-- START Information given --

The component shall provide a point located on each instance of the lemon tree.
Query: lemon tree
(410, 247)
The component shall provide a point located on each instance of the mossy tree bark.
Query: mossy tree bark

-- END Information given --

[Problem requirements]: Could you rewrite the rows above, changing every "component" to "module" and leaving everything else untouched?

[Written answer]:
The module shall provide a point located on each instance of the lemon tree.
Query: lemon tree
(410, 247)
The module shall provide a point located on each instance of the mossy tree bark.
Query: mossy tree bark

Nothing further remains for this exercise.